### Task objective
Please output every line of the material as it stands, without the pictures.

### Saved data entries

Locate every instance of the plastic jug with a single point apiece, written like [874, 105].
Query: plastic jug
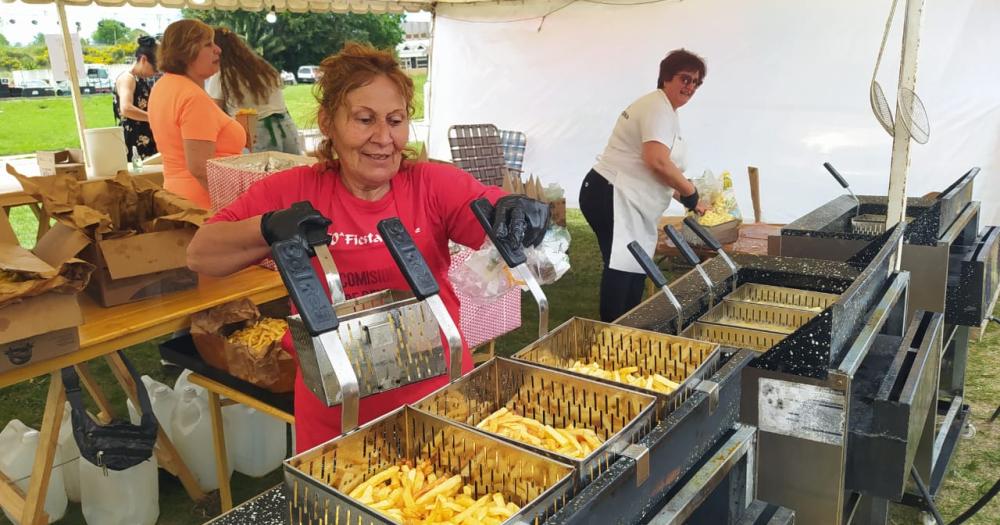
[126, 497]
[164, 401]
[183, 382]
[192, 435]
[68, 456]
[18, 444]
[255, 441]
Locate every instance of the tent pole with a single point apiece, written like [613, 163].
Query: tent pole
[896, 212]
[74, 82]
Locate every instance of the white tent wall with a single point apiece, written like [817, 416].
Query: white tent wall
[787, 89]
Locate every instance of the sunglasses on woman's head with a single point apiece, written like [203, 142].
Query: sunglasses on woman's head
[687, 80]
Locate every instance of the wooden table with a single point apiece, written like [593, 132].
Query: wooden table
[106, 330]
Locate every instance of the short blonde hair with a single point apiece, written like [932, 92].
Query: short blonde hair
[181, 44]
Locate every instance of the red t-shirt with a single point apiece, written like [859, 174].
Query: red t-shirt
[431, 200]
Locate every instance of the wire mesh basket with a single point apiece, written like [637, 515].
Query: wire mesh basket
[391, 339]
[320, 480]
[618, 416]
[615, 347]
[781, 296]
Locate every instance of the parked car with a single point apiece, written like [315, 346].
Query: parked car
[308, 74]
[37, 88]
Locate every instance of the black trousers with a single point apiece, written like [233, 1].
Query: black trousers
[620, 291]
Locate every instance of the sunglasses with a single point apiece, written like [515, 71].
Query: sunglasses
[687, 80]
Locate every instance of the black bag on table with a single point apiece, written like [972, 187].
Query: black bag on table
[118, 445]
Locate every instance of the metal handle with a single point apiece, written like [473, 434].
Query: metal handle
[408, 258]
[647, 264]
[682, 246]
[836, 174]
[702, 234]
[483, 211]
[292, 259]
[425, 287]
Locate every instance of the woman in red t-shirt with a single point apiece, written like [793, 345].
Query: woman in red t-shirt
[365, 104]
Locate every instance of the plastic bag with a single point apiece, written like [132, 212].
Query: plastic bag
[484, 276]
[717, 193]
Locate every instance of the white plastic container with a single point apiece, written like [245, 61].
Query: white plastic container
[18, 444]
[255, 441]
[68, 457]
[127, 497]
[192, 435]
[164, 401]
[106, 152]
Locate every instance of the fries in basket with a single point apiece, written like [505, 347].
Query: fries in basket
[416, 495]
[573, 442]
[628, 375]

### Worked answer
Locate every instance of the plastic jug with a single point apiece, written like [874, 105].
Query: plastic jug
[126, 497]
[164, 401]
[183, 382]
[192, 435]
[68, 456]
[18, 444]
[255, 441]
Locate every instance of the tent pole with a single point apiece, written like [613, 163].
Query: tent pole
[896, 212]
[74, 82]
Locate every instance of the white tent wall with a single point apiece, written like [817, 416].
Query: white tent wall
[787, 89]
Locate every instance of the sunglasses on woman's head with a single point apiece, written like [203, 142].
Query: sunglasses on woman's head
[687, 80]
Locate every instance of the wooden table with a single point apiece, written like [593, 132].
Query: wooden table
[106, 330]
Locate every instance of the short blonde hair with a single point apiece, written like [932, 92].
Query: short blonde hair
[181, 44]
Locate every instance of the red t-shirt with a single point apiece, written like [859, 174].
Query: red t-shirt
[431, 200]
Locate every instance of the wire mesh basket with a single point apiece, written like [637, 515].
Query: wire mesh basket
[391, 339]
[320, 480]
[618, 416]
[615, 347]
[781, 296]
Locate every instance of the parked car with a single point apiece, written like [315, 346].
Query: parked car
[308, 74]
[37, 88]
Locate every instance of the black trousers with a single point apiece, written like [233, 1].
Query: black trousers
[620, 291]
Locate every instance of the sunglasses with a single point apiece, written like [515, 71].
Query: sunglasses
[687, 80]
Locate every instance of the black bag on table with a single point apiece, written like [972, 187].
Query: black bag on table
[118, 445]
Locate every instance of the metal handle with a single point apiece, written like [473, 434].
Query: metal handle
[408, 258]
[647, 264]
[682, 246]
[836, 174]
[702, 234]
[483, 211]
[292, 259]
[425, 287]
Locate every instance of the woman in red t-shirt with a single point apiece, written like [793, 345].
Query: woman in red t-shirt
[365, 104]
Locate every instance of the plastic bag with a single point apiece, written like [132, 212].
Query: plastic bag
[484, 276]
[717, 193]
Locate every instance of the white plastic container with a single point apiece, written like [245, 61].
Query: white plastic container
[18, 444]
[255, 441]
[68, 457]
[127, 497]
[192, 435]
[164, 401]
[106, 152]
Locate every instance of the fries in basket with a single point apiece, written like [505, 347].
Query: fries in basket
[416, 495]
[573, 442]
[628, 375]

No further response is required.